Stated goal >> Update the records below by replacing every "Isolate" with "Outline" and keeping everything else the same. Write out the revised records, leaving out the pictures.

Start of Records to use

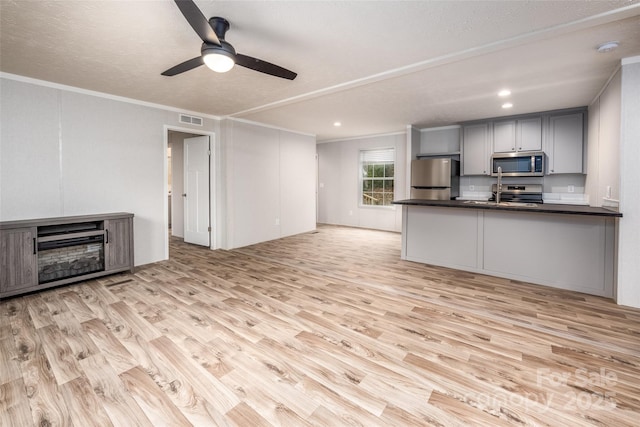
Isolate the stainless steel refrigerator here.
[411,158,460,200]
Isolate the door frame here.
[162,125,218,259]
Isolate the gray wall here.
[317,132,408,232]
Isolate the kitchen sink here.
[464,200,496,205]
[498,202,538,208]
[464,200,538,208]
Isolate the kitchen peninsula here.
[394,199,622,298]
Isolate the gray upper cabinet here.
[545,112,584,174]
[462,122,491,175]
[493,116,542,153]
[0,227,38,295]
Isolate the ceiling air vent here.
[178,114,202,126]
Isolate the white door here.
[182,136,211,246]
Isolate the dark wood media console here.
[0,213,133,298]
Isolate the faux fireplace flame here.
[38,223,105,283]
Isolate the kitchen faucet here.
[496,166,502,205]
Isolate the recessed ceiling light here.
[597,42,620,53]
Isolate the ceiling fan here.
[162,0,297,80]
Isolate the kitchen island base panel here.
[402,205,616,298]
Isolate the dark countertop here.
[393,199,622,218]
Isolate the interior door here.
[182,136,211,246]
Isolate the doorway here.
[165,126,216,258]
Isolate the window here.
[360,148,395,206]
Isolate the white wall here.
[317,132,408,232]
[617,56,640,308]
[224,120,316,249]
[0,75,316,265]
[0,76,217,265]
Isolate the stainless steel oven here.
[491,151,545,176]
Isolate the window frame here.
[358,147,396,209]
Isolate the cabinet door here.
[547,113,584,174]
[0,227,38,293]
[516,117,542,151]
[462,123,491,175]
[104,218,133,271]
[493,120,516,153]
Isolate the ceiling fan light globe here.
[203,52,235,73]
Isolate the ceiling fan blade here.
[175,0,220,46]
[236,53,298,80]
[162,56,204,76]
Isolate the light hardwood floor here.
[0,226,640,427]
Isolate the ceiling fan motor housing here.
[209,16,231,41]
[200,39,236,61]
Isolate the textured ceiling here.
[0,0,640,140]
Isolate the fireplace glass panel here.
[38,236,104,283]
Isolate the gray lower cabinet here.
[0,213,134,298]
[0,227,38,295]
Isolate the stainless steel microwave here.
[491,151,545,176]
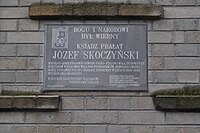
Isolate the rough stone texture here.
[107,126,130,133]
[175,19,198,30]
[0,95,60,110]
[19,19,39,31]
[86,98,108,109]
[119,111,165,124]
[175,0,195,5]
[153,20,174,30]
[38,126,60,133]
[164,7,200,19]
[155,95,200,111]
[7,32,44,43]
[166,112,200,125]
[0,71,15,83]
[29,3,163,19]
[26,112,71,124]
[0,0,18,6]
[0,124,14,133]
[62,126,84,133]
[164,57,200,69]
[154,127,179,133]
[0,58,27,70]
[15,126,37,133]
[186,31,200,43]
[19,0,40,6]
[154,71,176,83]
[0,45,16,57]
[175,44,199,56]
[148,32,172,43]
[85,125,107,133]
[72,111,118,124]
[178,71,199,83]
[16,71,39,83]
[0,7,28,18]
[0,112,25,124]
[152,44,175,57]
[62,97,84,109]
[130,125,153,133]
[109,97,131,109]
[131,97,155,110]
[0,20,17,31]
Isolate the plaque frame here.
[42,23,149,92]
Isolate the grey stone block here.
[85,125,107,133]
[179,126,200,133]
[0,45,16,56]
[186,31,200,43]
[164,57,200,69]
[26,112,71,124]
[148,57,164,69]
[175,44,199,56]
[175,19,198,30]
[130,125,154,133]
[119,111,165,124]
[107,125,130,133]
[86,97,108,109]
[62,97,84,110]
[0,7,28,19]
[0,0,18,6]
[17,45,40,57]
[172,31,185,43]
[152,44,175,57]
[72,111,118,124]
[108,0,128,3]
[153,20,174,30]
[18,19,39,31]
[0,20,17,31]
[130,0,151,4]
[62,125,84,133]
[175,0,196,5]
[148,32,172,43]
[7,32,44,43]
[166,112,200,125]
[0,71,15,83]
[64,0,85,3]
[43,0,62,4]
[0,112,25,124]
[28,58,43,69]
[109,97,131,109]
[0,124,14,133]
[15,126,37,133]
[177,71,199,83]
[16,71,39,82]
[0,32,7,43]
[155,0,173,5]
[19,0,40,6]
[131,97,155,110]
[154,126,179,133]
[0,57,27,70]
[38,126,60,133]
[164,7,200,19]
[154,71,176,83]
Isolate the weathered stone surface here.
[154,95,200,111]
[29,3,163,20]
[0,95,60,110]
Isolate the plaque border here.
[42,23,149,92]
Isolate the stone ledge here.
[154,95,200,112]
[0,95,60,111]
[29,3,163,20]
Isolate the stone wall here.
[0,0,200,133]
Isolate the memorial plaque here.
[43,24,148,91]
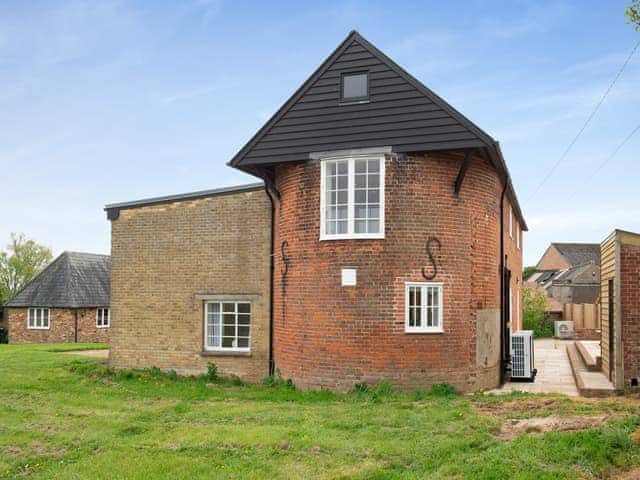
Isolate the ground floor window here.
[27,308,49,330]
[204,302,251,351]
[405,282,443,333]
[96,308,110,328]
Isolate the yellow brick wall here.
[110,190,271,381]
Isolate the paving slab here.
[490,338,580,397]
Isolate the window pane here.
[342,73,369,98]
[368,173,380,188]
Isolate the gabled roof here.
[229,30,527,230]
[229,30,495,169]
[551,243,600,267]
[6,252,111,308]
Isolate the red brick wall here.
[503,197,524,332]
[5,308,109,343]
[274,155,508,391]
[620,243,640,386]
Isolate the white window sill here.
[404,327,444,333]
[320,233,384,241]
[200,348,251,357]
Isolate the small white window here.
[204,302,251,352]
[405,282,443,333]
[320,157,384,240]
[96,308,110,328]
[27,308,49,330]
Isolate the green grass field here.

End of Records to use

Problem solution >>
Outline the stainless steel refrigerator here.
[411,158,460,200]
Outline the door frame here.
[162,125,218,259]
Outline the gray wall here.
[317,132,408,232]
Outline the kitchen sink here.
[464,200,496,205]
[498,202,538,208]
[464,200,538,208]
Outline the kitchen peninsula here.
[394,199,622,298]
Outline the gray upper cabinet here.
[545,112,584,174]
[462,122,491,175]
[493,116,542,153]
[0,227,38,295]
Outline the ceiling air vent here.
[178,114,202,126]
Outline the white door here.
[182,136,211,246]
Outline the dark wood media console here.
[0,213,133,298]
Outline the faux fireplace flame here.
[38,223,105,283]
Outline the kitchen faucet here.
[496,166,502,205]
Outline the recessed ceiling light here.
[597,42,620,53]
Outline the ceiling fan here.
[162,0,297,80]
Outline the kitchen island base panel here.
[402,205,616,298]
Outline the dark countertop here.
[393,199,622,218]
Outline the interior door here.
[182,136,211,246]
Outline the doorway here.
[165,126,216,258]
Outline the window here.
[360,148,395,206]
Outline the white wall here.
[317,132,408,232]
[617,56,640,308]
[224,120,316,249]
[0,75,316,265]
[0,76,217,265]
Outline the stainless steel oven here.
[491,151,545,176]
Outline the window frame here.
[358,147,396,209]
Outline the cabinet door here.
[547,113,584,174]
[0,227,38,293]
[516,117,542,151]
[462,123,491,175]
[104,218,133,271]
[493,120,516,153]
Outline the ceiling fan light globe here.
[203,52,235,73]
Outline the ceiling fan blade here.
[175,0,220,46]
[236,53,298,80]
[162,56,204,76]
Outline the light hardwood floor here.
[0,226,640,427]
Outline the ceiling fan motor housing here.
[209,16,231,41]
[200,39,236,61]
Outline the textured ceiling here.
[0,0,640,140]
Outline the fireplace glass panel here.
[38,236,104,283]
Outline the gray lower cabinet here.
[0,213,134,298]
[0,227,38,295]
Outline the stainless steel microwave here.
[491,151,545,176]
Outline the rough stone texture here.
[107,126,130,133]
[175,19,198,30]
[0,95,60,110]
[19,19,39,31]
[86,98,108,109]
[119,111,165,124]
[175,0,195,5]
[153,20,174,30]
[38,126,60,133]
[164,7,200,19]
[155,95,200,111]
[7,32,44,43]
[166,112,200,125]
[0,71,15,83]
[29,3,163,19]
[26,112,71,124]
[0,0,18,6]
[0,124,14,133]
[62,126,84,133]
[164,57,200,69]
[154,127,179,133]
[0,58,27,70]
[15,126,37,133]
[186,31,200,43]
[19,0,40,6]
[154,71,176,83]
[0,45,16,57]
[175,44,199,56]
[148,32,172,43]
[85,125,107,133]
[72,111,118,124]
[178,71,199,83]
[16,71,39,83]
[0,7,28,18]
[0,112,25,124]
[152,44,175,57]
[62,97,84,109]
[130,125,153,133]
[109,97,131,109]
[131,97,155,110]
[0,20,17,31]
Outline the plaque frame here.
[42,23,149,92]
Outline the grey stone block here.
[85,125,107,133]
[179,126,200,133]
[0,45,16,56]
[186,31,200,43]
[164,57,200,69]
[26,112,71,124]
[148,57,164,69]
[175,44,199,56]
[175,19,198,30]
[130,125,154,133]
[119,111,165,124]
[107,125,130,133]
[86,97,108,109]
[62,97,84,110]
[0,7,28,19]
[0,0,18,6]
[17,45,40,57]
[172,31,185,43]
[152,44,175,57]
[72,111,118,124]
[108,0,128,3]
[153,20,174,30]
[18,19,39,31]
[0,20,17,31]
[130,0,151,4]
[62,125,84,133]
[175,0,196,5]
[148,32,172,43]
[7,32,44,43]
[166,112,200,125]
[0,71,15,83]
[64,0,85,3]
[43,0,62,4]
[0,112,25,124]
[28,58,43,69]
[109,97,131,109]
[0,124,14,133]
[15,126,37,133]
[177,71,199,83]
[16,71,39,82]
[0,32,7,43]
[155,0,173,5]
[19,0,40,6]
[131,97,155,110]
[154,126,179,133]
[0,57,27,70]
[38,126,60,133]
[164,7,200,19]
[154,71,176,83]
Outline the weathered stone surface here.
[154,95,200,111]
[29,3,163,20]
[0,95,60,110]
Outline the plaque border here.
[42,23,149,92]
Outline the stone ledge here.
[154,95,200,112]
[0,95,60,111]
[29,3,163,20]
Outline the stone wall here.
[0,0,200,133]
Outline the memorial plaque here.
[43,24,148,91]
Outline the ground floor window here.
[27,308,49,330]
[204,302,251,351]
[405,282,443,333]
[96,308,110,328]
Outline the yellow brick wall here.
[110,190,271,381]
Outline the paving slab here.
[490,338,580,397]
Outline the window pane here.
[342,73,369,98]
[368,173,380,188]
Outline the gabled roof here.
[229,30,527,230]
[229,30,495,169]
[551,243,600,267]
[6,252,111,308]
Outline the red brick wall here.
[503,197,524,332]
[5,308,109,343]
[274,155,508,391]
[620,243,640,386]
Outline the white window sill here.
[404,327,444,333]
[320,233,384,241]
[200,348,251,357]
Outline the small white window here.
[204,302,251,352]
[405,282,443,333]
[320,157,384,240]
[96,308,110,328]
[27,308,49,330]
Outline the green grass field here.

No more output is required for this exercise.